Extracted records
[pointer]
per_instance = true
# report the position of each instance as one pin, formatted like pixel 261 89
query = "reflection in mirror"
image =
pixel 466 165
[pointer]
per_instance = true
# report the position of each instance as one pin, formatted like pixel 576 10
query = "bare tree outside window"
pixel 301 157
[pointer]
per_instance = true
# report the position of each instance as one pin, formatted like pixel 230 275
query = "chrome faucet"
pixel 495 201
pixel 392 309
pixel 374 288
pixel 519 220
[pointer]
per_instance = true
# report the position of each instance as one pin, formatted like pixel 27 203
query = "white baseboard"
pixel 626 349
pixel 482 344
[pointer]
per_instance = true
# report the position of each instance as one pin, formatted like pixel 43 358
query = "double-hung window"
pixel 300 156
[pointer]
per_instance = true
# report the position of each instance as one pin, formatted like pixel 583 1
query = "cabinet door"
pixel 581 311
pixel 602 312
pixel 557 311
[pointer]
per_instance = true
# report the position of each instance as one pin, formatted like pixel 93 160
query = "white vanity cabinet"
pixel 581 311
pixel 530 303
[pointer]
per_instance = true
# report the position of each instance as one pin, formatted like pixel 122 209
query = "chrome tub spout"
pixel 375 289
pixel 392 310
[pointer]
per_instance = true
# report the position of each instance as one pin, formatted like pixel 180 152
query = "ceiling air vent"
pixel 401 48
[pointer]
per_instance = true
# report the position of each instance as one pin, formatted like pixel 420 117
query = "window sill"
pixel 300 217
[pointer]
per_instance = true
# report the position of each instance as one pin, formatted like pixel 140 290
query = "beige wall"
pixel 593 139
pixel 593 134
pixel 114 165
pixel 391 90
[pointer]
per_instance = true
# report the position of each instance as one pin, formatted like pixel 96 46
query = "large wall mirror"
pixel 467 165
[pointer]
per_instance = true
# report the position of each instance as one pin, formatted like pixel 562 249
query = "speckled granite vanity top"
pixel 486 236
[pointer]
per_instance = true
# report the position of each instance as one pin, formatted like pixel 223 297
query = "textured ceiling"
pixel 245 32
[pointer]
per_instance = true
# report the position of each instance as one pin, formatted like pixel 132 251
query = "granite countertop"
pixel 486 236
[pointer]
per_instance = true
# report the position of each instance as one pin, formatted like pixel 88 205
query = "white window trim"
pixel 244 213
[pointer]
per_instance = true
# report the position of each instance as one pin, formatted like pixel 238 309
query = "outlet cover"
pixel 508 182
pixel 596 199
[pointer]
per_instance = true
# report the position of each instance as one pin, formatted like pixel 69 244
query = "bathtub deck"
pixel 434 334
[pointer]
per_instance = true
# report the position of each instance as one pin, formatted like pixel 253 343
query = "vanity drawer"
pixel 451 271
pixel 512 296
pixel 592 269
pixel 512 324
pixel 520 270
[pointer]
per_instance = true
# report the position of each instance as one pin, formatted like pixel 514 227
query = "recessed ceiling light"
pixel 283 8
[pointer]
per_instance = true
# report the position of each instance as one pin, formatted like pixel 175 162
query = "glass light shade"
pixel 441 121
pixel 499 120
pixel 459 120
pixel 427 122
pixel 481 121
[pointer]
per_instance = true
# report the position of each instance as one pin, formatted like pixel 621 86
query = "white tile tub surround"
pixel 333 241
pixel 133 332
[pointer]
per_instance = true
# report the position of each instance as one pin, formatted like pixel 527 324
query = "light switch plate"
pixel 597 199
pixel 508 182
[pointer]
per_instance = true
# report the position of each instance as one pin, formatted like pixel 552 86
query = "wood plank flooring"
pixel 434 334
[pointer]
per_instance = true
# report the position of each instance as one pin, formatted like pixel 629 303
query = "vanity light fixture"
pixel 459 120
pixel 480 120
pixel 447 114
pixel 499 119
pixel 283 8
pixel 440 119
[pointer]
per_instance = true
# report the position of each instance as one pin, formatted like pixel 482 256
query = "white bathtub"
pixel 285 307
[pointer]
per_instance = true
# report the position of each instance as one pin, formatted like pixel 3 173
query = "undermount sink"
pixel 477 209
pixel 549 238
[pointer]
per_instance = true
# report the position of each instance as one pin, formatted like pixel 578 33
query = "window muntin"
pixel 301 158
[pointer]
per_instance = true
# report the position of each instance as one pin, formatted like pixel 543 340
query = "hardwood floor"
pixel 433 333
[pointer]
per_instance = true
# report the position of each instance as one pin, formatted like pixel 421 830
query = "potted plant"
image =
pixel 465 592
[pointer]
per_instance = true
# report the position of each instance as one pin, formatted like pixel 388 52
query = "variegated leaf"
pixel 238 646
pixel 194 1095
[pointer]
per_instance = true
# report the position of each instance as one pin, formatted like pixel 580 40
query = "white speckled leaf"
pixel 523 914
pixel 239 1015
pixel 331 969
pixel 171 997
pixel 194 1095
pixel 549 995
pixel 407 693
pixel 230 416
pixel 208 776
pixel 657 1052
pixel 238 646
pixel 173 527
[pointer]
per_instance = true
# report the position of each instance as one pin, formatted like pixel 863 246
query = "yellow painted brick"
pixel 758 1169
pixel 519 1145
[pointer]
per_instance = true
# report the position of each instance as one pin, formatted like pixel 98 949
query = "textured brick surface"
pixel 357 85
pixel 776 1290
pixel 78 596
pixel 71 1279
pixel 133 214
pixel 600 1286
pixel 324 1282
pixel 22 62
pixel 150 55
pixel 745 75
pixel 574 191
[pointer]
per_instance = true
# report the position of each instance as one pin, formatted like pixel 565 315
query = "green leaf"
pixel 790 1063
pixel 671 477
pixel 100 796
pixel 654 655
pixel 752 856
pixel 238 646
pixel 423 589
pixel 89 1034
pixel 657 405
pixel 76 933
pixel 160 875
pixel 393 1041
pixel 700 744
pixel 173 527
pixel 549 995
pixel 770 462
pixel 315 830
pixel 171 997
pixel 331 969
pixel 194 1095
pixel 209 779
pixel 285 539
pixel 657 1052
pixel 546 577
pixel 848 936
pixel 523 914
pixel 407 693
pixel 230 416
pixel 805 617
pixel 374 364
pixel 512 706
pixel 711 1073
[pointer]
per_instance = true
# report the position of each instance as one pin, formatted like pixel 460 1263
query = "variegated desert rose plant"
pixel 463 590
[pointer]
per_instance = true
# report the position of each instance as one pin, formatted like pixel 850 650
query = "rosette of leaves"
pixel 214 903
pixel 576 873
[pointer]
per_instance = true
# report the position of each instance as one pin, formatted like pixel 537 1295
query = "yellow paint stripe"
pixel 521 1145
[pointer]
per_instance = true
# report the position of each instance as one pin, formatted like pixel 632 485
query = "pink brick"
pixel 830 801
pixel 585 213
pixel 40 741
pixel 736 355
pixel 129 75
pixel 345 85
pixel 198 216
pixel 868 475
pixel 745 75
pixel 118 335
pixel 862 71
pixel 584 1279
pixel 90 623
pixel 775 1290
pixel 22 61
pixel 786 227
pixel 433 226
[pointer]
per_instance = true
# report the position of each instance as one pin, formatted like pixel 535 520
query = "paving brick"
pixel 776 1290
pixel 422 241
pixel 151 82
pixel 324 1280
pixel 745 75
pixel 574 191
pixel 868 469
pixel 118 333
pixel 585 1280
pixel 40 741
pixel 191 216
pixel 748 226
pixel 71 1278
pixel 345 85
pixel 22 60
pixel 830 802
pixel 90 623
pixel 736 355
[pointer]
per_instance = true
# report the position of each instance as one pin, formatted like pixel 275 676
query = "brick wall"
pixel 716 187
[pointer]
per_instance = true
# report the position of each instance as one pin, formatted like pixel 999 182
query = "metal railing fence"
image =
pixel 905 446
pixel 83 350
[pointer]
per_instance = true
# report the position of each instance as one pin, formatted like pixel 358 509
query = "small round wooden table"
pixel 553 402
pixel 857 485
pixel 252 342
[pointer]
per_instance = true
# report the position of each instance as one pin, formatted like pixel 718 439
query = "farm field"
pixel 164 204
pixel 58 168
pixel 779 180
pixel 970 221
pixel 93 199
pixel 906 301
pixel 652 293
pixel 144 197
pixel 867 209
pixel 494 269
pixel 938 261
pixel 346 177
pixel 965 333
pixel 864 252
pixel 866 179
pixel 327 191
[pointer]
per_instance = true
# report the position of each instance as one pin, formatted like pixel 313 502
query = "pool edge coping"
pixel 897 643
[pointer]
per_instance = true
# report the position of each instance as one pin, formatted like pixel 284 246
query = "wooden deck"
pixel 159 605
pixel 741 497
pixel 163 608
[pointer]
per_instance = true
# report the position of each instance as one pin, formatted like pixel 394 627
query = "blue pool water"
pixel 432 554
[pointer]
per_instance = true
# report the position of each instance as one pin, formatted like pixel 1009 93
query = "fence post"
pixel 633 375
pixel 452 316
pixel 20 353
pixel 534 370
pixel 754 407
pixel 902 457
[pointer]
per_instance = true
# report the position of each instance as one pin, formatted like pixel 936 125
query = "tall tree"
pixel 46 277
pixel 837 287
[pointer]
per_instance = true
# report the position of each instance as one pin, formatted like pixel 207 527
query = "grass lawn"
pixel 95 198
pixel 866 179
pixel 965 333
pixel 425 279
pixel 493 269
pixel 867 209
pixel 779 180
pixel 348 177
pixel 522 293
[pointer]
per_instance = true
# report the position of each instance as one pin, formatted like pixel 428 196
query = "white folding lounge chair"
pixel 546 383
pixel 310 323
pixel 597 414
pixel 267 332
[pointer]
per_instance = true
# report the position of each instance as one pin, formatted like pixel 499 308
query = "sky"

### Work to be completed
Up to and including the line with "pixel 93 160", write out the records above exactly, starting from their first line.

### Output for this task
[pointer]
per_instance = true
# report the position of each instance as one pin, formatted like pixel 261 89
query = "reflection in mirror"
image =
pixel 466 165
[pointer]
per_instance = true
# report the position of each instance as one pin, formatted like pixel 576 10
query = "bare tree outside window"
pixel 301 157
[pointer]
per_instance = true
# report the position of each instance as one pin, formatted like pixel 230 275
query = "chrome faucet"
pixel 495 201
pixel 392 309
pixel 374 288
pixel 519 220
[pointer]
per_instance = true
# report the position of each instance as one pin, formatted like pixel 27 203
query = "white baseboard"
pixel 626 349
pixel 482 344
[pointer]
per_instance = true
# report the position of each instance as one pin, formatted like pixel 43 358
query = "double-hung window"
pixel 300 156
[pointer]
per_instance = true
# report the position of each instance as one pin, formatted like pixel 583 1
query = "cabinet door"
pixel 581 311
pixel 602 312
pixel 557 311
[pointer]
per_instance = true
# report the position of each instance as one pin, formatted like pixel 93 160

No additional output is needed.